__Objetivo 1__: Segundo o trecho sobre a mostra CineOP, quem é o historiador responsável pelo restauro do filme de Dziga Vertov?
__Objetivo 2__: Reescreva de forma mais concisa o parágrafo do trecho sobre a mostra CineOP que começa com "O longa-metragem – tido como", mantendo suas informações principais.
__Objetivo 3__: Reescreva o segmento do trecho sobre a mostra CineOP que vai de "A 17ª CineOP –" até "desse eixo temático.", trocando "reta final" por "fase final".

__Trecho da página__:

Mostra CineOp exibe hoje filme russo de Dziga Vertov sobre a guerra civil

Versão restaurada do longa documental com imagens históricas captadas entre 1918 e 1920 tem sessão neste domingo (26/6) e ficará disponível on-line amanhã


26/06/2022 04:00 - atualizado 26/06/2022 11:27

Oficial do Exército grita e ergue os braços, enquanto é observado por outros militares, em cena de 'a história da guerra civil'
Realizado na primeira fase da carreira de Vertov, antes de ele se tornar um expoente do cinema experimental, o longa tem imagens históricas captadas entre 1918 e 1920 (foto: CineOP/Divulgação)

A 17ª CineOP – Mostra de Cinema de Ouro Preto, que está em sua reta final, teve como um dos principais focos a produção audiovisual indígena. Um dos pontos altos de sua programação, no entanto, está bem distante, no tempo e no espaço, desse eixo temático. 

Trata-se da sessão comentada do filme russo “A história da Guerra Civil” (1921), do diretor Dziga Vertov, que, 100 anos após seu lançamento, passou por um minucioso processo de restauração.

O longa-metragem – tido como uma verdadeira raridade cinematográfica mundial – será exibido neste domingo (26/6), véspera do encerramento da 17ª CineOP, a partir da 20h, no Cine-Teatro, dentro da programação da Mostra Preservação, em uma sessão comentada com a presença do cineasta e pesquisador Luís Felipe Labaki. 

A partir de amanhã, o filme estará disponível na plataforma da mostra, juntamente com um vídeo em que Nikolai Izvolov – historiador responsável pelo restauro – apresenta um estudo de caso de seu trabalho.

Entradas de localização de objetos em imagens
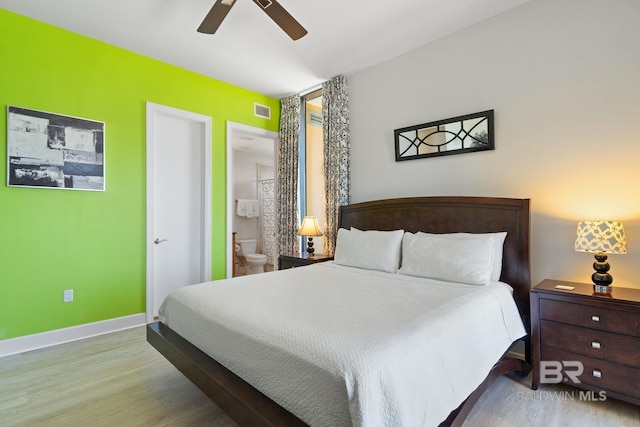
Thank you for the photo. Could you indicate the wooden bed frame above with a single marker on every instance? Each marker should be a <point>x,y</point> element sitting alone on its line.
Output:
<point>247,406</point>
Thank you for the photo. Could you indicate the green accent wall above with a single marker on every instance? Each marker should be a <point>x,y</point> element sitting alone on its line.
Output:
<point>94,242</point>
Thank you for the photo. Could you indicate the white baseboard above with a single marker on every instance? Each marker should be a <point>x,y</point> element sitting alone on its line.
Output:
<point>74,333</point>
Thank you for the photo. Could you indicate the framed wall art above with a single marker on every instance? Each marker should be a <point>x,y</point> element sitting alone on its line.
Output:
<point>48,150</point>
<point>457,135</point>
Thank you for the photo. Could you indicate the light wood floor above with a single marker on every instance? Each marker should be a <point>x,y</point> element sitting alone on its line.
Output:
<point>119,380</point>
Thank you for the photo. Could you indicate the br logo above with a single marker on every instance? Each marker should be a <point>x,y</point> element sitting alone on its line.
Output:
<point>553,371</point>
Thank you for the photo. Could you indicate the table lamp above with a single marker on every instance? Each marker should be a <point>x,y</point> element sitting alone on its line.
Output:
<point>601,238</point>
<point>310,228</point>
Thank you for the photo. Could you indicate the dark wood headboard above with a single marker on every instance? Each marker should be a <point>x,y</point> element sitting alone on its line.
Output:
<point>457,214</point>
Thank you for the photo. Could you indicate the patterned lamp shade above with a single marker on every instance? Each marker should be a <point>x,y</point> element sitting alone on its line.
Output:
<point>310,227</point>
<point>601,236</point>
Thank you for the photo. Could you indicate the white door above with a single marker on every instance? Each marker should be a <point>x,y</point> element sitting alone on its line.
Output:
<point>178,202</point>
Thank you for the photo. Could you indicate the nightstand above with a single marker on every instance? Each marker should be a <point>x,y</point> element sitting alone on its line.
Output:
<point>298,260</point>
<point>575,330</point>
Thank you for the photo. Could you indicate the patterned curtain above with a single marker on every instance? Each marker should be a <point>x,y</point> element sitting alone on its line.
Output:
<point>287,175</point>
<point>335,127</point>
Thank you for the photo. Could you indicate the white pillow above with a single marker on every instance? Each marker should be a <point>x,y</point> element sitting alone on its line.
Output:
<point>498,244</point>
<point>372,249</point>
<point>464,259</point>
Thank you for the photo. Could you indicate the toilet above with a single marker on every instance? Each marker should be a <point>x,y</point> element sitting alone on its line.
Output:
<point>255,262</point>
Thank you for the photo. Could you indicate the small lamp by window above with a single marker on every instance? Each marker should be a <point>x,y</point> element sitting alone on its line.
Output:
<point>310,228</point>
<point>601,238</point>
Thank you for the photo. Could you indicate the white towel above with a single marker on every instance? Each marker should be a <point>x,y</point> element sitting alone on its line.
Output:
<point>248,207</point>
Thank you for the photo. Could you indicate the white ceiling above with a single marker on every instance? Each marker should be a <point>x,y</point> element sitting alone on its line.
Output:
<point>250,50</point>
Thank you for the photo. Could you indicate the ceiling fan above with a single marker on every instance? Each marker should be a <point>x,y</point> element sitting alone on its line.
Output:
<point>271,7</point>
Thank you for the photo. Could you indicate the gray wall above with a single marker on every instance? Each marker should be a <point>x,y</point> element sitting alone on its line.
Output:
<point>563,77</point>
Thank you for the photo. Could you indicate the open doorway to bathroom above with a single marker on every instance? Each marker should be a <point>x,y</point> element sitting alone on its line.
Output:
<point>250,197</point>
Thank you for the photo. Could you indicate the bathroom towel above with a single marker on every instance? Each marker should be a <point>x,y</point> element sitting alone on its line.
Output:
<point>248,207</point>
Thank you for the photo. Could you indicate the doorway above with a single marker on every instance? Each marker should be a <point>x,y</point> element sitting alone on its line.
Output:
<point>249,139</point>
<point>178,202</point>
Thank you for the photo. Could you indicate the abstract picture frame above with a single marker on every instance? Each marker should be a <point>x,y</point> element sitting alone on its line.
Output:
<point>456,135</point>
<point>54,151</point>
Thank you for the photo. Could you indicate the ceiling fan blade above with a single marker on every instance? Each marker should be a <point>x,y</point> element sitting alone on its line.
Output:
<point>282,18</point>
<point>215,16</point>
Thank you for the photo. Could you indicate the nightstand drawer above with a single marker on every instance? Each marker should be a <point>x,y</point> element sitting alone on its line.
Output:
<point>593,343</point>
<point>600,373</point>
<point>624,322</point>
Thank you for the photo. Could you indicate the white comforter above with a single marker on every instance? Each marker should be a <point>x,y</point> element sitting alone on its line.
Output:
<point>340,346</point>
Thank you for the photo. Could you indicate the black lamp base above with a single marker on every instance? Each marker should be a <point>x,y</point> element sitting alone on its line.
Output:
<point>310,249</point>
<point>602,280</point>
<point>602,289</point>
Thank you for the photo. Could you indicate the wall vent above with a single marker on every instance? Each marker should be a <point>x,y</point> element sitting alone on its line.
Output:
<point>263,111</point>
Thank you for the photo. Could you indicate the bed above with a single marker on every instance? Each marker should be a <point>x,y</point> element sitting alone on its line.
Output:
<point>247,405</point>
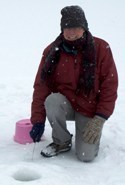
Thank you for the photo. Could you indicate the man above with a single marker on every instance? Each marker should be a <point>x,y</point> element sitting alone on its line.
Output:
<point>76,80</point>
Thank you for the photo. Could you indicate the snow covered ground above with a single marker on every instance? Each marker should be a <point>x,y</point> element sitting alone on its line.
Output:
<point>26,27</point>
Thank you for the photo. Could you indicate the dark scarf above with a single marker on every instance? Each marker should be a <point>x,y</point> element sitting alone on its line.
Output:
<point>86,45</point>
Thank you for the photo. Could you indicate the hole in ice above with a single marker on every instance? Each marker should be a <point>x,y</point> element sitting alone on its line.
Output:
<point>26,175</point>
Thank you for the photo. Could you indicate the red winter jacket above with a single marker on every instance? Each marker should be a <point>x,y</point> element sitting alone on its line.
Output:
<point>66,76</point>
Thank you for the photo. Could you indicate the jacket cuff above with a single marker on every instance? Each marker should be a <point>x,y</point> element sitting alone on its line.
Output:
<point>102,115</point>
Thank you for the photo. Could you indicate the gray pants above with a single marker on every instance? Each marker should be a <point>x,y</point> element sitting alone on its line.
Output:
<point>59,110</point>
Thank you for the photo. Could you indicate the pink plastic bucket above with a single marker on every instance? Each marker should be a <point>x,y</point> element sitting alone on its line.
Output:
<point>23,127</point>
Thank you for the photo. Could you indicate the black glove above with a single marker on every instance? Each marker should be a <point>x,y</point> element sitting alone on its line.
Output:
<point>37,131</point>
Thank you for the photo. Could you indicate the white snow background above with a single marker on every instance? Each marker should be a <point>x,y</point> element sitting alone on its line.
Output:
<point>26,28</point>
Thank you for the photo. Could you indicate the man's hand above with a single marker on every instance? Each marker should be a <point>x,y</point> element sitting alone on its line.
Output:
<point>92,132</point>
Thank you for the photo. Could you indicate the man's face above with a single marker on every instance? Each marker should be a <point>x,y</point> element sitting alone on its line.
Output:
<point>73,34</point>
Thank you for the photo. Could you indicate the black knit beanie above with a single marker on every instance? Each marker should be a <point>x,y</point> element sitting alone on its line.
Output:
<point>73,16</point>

__Resposta escrita 1__: Nikolai Izvolov.

__Resposta escrita 2__: O longa, considerado uma raridade cinematográfica mundial, será exibido no domingo (26/6), véspera do encerramento da 17ª CineOP, a partir das 20h, no Cine-Teatro. A sessão integra a Mostra Preservação e será comentada pelo cineasta e pesquisador Luís Felipe Labaki.

__Resposta escrita 3__:
A 17ª CineOP – Mostra de Cinema de Ouro Preto, que está em sua fase final, teve como um dos principais focos a produção audiovisual indígena. Um dos pontos altos de sua programação, no entanto, está bem distante, no tempo e no espaço, desse eixo temático.